LISTED ENTRIES:

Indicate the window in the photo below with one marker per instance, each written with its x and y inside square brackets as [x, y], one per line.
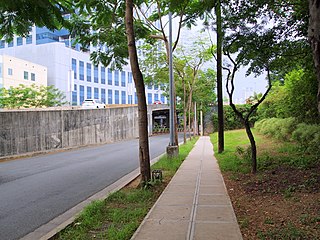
[109, 96]
[74, 67]
[96, 93]
[123, 97]
[156, 97]
[162, 98]
[129, 77]
[81, 94]
[33, 76]
[116, 78]
[109, 76]
[19, 41]
[123, 79]
[135, 98]
[2, 43]
[129, 99]
[95, 76]
[103, 95]
[25, 75]
[89, 94]
[103, 75]
[81, 70]
[74, 96]
[29, 39]
[149, 98]
[116, 97]
[88, 72]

SET TASK:
Omit the pictures. Transcribe every record exactly.

OUTPUT OF THE EXERCISE:
Indicate the window in the photo below with one marker per instance, each written with its x and y inside square brackets as [x, y], one per line.
[109, 96]
[74, 67]
[96, 93]
[123, 97]
[156, 97]
[162, 98]
[129, 77]
[81, 94]
[33, 76]
[116, 78]
[109, 76]
[19, 41]
[123, 79]
[135, 98]
[2, 43]
[129, 99]
[95, 76]
[103, 95]
[25, 75]
[89, 94]
[103, 75]
[81, 70]
[74, 96]
[29, 39]
[149, 98]
[116, 97]
[88, 72]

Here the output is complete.